> Task statement:
Give only the number of lines in the material below that contain the string "dark". Case counts.

> Material to process:

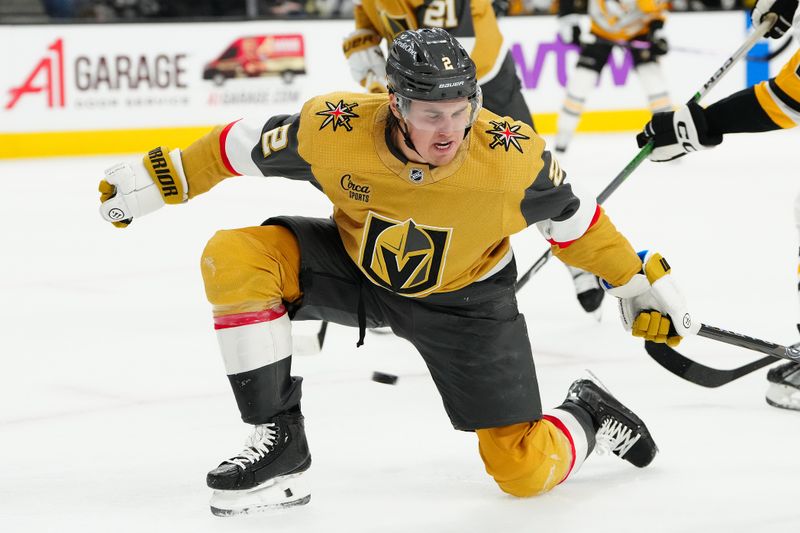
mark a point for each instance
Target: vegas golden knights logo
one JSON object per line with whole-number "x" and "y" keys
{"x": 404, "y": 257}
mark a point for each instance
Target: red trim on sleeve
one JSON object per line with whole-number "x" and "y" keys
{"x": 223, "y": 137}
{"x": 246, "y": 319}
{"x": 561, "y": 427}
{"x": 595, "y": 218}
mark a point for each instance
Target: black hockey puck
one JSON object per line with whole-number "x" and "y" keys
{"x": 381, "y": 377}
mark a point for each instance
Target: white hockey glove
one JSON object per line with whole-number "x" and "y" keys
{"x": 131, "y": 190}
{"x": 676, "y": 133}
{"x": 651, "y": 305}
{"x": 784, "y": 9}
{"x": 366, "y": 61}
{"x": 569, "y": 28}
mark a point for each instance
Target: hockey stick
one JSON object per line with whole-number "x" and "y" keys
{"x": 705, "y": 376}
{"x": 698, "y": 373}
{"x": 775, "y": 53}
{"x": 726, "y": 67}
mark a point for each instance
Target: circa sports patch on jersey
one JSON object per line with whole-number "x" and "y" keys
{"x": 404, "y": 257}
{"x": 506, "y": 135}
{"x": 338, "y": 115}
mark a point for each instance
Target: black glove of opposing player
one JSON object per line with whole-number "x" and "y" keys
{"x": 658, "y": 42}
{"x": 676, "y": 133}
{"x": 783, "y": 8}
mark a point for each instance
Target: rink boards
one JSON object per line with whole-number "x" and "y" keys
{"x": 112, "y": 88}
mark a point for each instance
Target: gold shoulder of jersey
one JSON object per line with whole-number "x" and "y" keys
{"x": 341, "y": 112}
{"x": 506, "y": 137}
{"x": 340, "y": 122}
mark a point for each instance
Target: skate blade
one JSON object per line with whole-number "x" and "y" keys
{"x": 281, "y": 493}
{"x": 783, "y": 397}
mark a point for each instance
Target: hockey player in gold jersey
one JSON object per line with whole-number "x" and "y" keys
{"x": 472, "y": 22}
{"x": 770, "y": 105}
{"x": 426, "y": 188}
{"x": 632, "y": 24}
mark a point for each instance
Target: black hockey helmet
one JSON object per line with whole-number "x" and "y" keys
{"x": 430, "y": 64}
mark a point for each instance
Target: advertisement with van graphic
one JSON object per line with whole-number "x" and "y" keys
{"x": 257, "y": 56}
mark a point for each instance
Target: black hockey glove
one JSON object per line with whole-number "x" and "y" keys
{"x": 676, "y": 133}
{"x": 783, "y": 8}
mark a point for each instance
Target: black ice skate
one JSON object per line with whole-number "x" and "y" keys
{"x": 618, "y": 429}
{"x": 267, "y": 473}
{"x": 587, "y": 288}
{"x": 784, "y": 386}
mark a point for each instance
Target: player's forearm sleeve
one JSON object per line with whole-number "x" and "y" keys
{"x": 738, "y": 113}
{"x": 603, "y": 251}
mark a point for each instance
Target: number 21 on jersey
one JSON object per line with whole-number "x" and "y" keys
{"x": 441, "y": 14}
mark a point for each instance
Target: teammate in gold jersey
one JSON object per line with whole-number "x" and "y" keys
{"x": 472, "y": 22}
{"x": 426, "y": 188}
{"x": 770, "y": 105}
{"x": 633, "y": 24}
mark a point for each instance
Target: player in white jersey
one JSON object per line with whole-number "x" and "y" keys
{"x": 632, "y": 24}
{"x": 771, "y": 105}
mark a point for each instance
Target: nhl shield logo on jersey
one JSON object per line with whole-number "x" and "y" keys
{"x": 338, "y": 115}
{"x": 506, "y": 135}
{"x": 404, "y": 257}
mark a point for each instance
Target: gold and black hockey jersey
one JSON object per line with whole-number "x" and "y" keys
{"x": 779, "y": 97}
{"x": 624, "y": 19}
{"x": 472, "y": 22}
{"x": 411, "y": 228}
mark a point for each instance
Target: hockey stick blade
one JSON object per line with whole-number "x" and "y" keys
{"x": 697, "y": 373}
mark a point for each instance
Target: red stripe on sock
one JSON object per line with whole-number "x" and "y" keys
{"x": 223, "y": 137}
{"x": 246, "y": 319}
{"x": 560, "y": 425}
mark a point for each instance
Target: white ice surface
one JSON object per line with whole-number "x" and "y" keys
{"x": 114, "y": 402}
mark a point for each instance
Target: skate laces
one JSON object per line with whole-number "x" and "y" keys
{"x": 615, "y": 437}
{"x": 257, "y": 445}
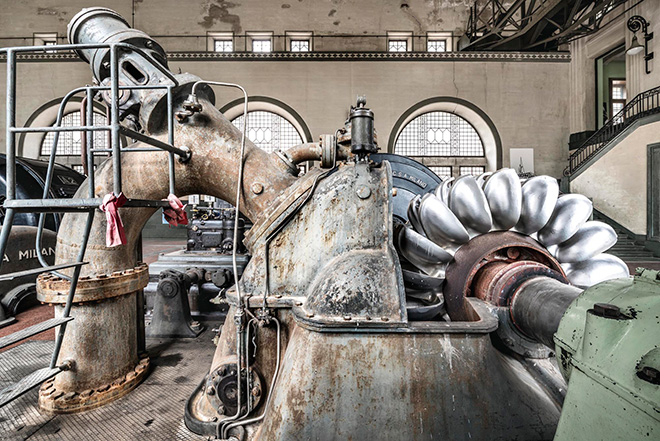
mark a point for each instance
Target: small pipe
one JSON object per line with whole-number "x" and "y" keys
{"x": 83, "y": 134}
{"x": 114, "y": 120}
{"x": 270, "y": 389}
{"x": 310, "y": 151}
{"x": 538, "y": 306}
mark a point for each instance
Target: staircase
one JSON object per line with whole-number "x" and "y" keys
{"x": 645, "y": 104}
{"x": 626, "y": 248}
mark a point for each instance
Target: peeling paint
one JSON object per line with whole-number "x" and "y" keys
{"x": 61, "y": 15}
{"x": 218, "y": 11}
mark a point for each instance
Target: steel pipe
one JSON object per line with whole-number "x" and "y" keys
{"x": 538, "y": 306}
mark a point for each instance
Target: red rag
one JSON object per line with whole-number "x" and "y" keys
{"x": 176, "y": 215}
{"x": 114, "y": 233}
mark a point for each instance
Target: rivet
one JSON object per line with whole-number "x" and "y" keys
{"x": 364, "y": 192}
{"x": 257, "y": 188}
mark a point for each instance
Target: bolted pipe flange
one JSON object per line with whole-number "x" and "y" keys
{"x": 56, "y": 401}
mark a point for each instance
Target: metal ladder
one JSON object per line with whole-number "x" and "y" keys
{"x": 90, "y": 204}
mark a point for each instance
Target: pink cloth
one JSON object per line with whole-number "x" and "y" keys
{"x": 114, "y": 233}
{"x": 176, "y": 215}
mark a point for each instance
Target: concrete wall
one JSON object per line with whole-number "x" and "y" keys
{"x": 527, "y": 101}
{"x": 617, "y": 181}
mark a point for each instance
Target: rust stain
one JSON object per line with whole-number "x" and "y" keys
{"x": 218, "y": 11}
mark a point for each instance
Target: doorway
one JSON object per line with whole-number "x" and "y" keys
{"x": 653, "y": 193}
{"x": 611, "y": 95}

* * *

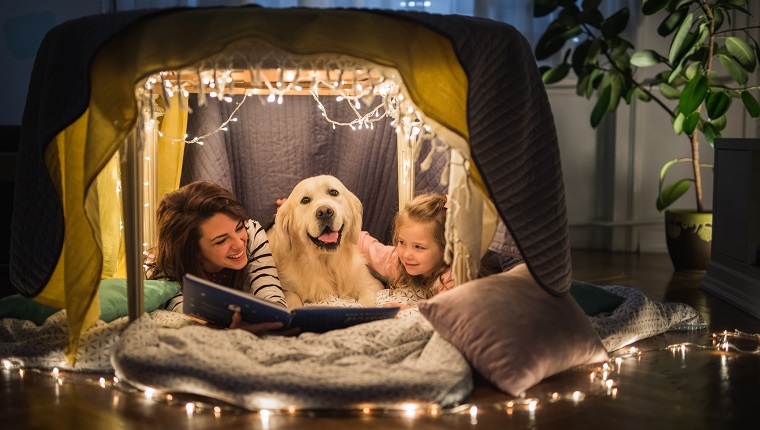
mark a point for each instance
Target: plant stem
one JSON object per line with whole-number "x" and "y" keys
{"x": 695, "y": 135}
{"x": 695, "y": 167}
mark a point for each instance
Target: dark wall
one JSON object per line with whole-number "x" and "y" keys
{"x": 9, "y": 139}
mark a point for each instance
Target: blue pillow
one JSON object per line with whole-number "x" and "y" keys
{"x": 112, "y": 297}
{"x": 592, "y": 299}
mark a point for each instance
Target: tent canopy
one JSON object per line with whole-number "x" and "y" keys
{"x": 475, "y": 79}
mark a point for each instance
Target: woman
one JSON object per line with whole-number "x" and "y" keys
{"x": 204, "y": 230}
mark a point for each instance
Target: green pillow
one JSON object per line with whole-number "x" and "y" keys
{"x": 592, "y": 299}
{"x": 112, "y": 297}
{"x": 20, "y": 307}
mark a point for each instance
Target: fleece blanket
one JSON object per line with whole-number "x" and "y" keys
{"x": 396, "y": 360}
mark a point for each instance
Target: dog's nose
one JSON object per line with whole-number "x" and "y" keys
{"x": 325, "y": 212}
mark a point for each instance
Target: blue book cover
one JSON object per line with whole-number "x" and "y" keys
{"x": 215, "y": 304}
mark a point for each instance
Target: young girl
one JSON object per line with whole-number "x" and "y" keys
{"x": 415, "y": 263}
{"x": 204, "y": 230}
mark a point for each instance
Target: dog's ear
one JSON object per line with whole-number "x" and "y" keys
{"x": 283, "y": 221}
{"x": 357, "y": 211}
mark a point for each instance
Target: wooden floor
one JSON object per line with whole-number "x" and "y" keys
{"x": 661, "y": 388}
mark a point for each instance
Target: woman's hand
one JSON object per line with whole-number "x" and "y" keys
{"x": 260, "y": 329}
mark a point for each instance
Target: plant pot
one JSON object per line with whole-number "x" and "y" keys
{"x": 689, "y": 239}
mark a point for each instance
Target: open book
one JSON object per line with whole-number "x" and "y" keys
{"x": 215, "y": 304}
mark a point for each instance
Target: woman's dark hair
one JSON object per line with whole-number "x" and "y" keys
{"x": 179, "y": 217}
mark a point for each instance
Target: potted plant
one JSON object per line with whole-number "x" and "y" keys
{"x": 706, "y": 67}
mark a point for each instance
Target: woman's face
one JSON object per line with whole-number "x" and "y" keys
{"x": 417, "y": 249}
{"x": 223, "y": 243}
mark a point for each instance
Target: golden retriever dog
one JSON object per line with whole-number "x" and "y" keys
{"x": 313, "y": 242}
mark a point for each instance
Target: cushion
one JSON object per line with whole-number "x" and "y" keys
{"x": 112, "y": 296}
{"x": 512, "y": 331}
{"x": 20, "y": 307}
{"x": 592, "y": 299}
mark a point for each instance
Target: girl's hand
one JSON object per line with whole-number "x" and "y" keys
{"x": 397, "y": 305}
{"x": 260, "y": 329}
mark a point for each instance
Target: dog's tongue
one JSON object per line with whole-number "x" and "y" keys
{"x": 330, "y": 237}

---

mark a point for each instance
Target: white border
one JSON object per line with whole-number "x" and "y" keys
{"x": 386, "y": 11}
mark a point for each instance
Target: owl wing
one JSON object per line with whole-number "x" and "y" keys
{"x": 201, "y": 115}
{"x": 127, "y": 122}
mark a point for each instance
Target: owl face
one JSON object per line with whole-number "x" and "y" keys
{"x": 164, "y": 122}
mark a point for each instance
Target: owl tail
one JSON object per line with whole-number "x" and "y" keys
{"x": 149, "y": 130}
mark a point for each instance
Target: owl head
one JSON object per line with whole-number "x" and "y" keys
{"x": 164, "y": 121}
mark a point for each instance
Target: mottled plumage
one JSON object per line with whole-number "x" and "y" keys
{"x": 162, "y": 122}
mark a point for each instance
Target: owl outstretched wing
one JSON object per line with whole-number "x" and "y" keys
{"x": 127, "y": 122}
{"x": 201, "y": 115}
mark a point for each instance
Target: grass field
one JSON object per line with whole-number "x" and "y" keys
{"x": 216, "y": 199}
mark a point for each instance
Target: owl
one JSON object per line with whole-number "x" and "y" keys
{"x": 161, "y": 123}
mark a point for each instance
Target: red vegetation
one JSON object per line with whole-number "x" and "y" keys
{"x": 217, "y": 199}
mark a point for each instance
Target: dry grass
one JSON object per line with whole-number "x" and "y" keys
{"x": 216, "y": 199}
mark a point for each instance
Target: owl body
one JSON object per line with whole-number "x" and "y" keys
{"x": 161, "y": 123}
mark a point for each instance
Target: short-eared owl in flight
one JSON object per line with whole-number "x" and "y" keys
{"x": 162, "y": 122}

> Result for this task:
2